TASK OBJECTIVE: Where in the entries below does "mask" appear? Copy every line that has it.

Image point grounding data:
************

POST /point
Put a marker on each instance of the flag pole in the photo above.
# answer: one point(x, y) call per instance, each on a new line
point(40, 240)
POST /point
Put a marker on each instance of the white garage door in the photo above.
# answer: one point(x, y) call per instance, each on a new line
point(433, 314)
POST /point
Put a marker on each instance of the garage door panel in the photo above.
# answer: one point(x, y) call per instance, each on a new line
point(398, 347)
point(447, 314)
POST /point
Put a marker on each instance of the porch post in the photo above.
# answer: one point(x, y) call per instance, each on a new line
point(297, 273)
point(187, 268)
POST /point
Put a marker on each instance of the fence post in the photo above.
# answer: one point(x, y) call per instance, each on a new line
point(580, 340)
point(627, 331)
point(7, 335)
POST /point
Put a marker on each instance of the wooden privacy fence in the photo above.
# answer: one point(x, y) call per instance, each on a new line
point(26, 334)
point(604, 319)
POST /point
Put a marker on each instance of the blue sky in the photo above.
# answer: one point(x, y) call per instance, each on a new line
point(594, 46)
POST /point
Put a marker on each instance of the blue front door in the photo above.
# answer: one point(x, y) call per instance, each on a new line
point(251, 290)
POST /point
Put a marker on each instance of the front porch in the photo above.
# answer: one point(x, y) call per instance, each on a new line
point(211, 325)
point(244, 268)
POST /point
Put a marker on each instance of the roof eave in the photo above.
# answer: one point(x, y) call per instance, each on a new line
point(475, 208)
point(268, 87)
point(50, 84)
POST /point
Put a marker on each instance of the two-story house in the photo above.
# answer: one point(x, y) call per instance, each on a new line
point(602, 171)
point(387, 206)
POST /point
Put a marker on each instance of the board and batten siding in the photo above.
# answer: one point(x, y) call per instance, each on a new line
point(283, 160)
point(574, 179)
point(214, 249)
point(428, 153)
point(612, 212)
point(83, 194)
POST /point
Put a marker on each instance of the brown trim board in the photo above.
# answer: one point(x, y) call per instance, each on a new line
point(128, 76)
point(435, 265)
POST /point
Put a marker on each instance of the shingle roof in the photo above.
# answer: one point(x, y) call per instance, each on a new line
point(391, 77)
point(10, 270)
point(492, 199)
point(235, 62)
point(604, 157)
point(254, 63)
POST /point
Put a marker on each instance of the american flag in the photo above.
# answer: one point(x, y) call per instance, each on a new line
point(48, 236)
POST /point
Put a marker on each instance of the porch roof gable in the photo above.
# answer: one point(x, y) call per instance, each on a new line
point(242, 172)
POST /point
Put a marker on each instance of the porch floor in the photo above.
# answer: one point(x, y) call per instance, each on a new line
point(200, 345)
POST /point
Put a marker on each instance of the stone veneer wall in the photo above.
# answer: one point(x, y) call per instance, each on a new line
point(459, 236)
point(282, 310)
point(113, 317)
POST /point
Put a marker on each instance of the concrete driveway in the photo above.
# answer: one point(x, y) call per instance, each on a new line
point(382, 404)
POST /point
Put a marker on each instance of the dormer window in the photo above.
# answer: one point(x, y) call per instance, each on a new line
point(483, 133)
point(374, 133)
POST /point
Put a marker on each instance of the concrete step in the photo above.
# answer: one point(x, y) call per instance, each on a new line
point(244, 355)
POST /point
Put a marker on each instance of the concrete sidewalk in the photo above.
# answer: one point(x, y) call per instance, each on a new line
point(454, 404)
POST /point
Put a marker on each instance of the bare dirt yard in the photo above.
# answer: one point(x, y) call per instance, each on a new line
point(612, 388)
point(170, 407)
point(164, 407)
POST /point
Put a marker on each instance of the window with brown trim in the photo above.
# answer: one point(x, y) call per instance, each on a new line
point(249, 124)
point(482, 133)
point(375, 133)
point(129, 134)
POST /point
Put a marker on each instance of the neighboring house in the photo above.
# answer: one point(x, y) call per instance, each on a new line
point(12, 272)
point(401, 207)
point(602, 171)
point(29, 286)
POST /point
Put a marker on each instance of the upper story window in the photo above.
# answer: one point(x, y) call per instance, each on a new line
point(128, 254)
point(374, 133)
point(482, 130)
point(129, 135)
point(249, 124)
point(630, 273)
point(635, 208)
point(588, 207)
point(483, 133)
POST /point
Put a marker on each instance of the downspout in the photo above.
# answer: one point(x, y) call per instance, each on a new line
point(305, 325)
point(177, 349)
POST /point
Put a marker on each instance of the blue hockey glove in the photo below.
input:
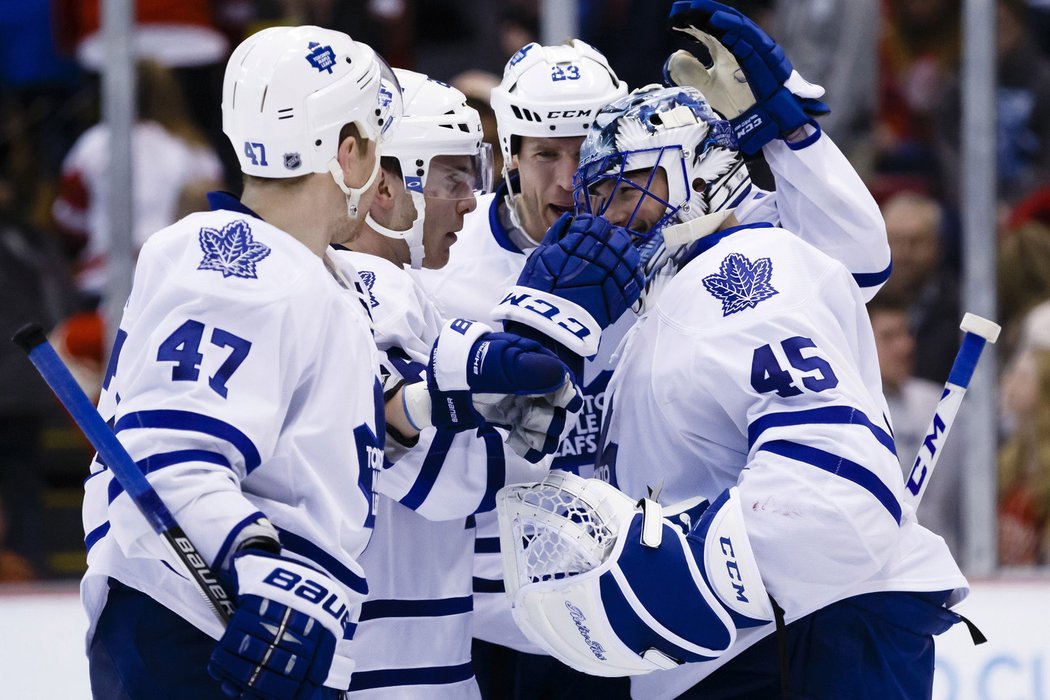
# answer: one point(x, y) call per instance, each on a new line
point(471, 374)
point(782, 100)
point(581, 279)
point(281, 638)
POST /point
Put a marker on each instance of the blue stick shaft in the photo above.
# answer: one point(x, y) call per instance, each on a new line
point(33, 340)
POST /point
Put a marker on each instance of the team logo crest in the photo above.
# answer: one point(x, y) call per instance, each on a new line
point(231, 250)
point(369, 278)
point(321, 58)
point(740, 283)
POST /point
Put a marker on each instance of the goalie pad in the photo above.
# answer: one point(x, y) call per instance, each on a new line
point(610, 588)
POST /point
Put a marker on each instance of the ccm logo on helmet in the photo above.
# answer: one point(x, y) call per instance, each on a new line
point(568, 113)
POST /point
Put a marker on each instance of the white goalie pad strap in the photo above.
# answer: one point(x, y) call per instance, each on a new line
point(452, 354)
point(571, 624)
point(559, 319)
point(729, 560)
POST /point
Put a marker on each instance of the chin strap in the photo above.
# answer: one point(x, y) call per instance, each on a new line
point(694, 229)
point(413, 235)
point(353, 193)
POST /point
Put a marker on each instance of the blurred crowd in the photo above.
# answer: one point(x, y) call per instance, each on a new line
point(891, 69)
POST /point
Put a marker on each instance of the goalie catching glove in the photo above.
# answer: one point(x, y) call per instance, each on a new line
point(581, 279)
point(478, 377)
point(751, 82)
point(610, 587)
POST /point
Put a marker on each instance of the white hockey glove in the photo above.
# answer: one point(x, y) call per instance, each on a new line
point(478, 377)
point(611, 588)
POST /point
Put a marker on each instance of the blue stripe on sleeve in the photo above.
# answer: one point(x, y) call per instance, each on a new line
point(873, 278)
point(497, 463)
point(428, 472)
point(95, 535)
point(364, 680)
point(486, 546)
point(840, 467)
point(334, 567)
point(185, 420)
point(372, 610)
point(823, 416)
point(162, 460)
point(488, 586)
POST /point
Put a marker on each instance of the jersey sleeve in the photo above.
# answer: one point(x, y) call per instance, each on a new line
point(821, 198)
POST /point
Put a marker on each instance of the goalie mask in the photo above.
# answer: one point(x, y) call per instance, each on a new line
point(439, 146)
point(550, 91)
point(287, 93)
point(663, 164)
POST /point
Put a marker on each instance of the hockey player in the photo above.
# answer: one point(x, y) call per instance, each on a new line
point(750, 386)
point(834, 212)
point(414, 637)
point(244, 382)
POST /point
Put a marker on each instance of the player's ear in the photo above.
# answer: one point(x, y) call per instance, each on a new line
point(355, 155)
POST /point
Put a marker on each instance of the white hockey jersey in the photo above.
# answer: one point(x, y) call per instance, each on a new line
point(244, 382)
point(414, 637)
point(757, 368)
point(819, 197)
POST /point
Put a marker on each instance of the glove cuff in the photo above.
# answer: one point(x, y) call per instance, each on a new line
point(558, 318)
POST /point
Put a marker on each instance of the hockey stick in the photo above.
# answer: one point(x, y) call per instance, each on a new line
point(127, 473)
point(978, 332)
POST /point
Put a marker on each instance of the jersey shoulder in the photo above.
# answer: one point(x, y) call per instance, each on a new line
point(754, 274)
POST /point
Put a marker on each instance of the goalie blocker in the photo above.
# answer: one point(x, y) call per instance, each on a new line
point(615, 588)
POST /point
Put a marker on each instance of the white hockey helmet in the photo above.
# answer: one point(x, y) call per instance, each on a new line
point(674, 129)
point(437, 122)
point(551, 91)
point(287, 93)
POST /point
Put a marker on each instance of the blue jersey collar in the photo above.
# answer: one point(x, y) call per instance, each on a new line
point(230, 203)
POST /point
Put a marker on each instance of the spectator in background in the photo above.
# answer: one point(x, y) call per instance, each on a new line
point(173, 165)
point(919, 58)
point(835, 43)
point(1022, 109)
point(911, 401)
point(1024, 459)
point(35, 285)
point(1024, 276)
point(921, 282)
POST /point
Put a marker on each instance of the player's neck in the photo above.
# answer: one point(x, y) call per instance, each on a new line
point(294, 211)
point(372, 242)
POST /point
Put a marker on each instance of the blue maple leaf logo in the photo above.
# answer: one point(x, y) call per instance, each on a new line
point(231, 250)
point(740, 283)
point(369, 278)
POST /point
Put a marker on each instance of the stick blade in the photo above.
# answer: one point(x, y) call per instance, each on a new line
point(981, 326)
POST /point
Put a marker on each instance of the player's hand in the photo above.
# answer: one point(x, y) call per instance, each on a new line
point(473, 369)
point(280, 640)
point(579, 281)
point(783, 101)
point(537, 424)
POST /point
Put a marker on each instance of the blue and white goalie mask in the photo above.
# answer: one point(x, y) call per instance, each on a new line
point(660, 163)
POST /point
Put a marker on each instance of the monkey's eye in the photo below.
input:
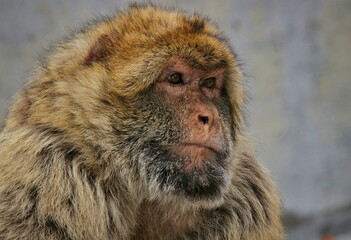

************

ANSWER TO THIS TASK:
Put a marker on each instance of the goalie mask in the photo above.
Put a marker on each instance of the blue and white goalie mask in the photo above.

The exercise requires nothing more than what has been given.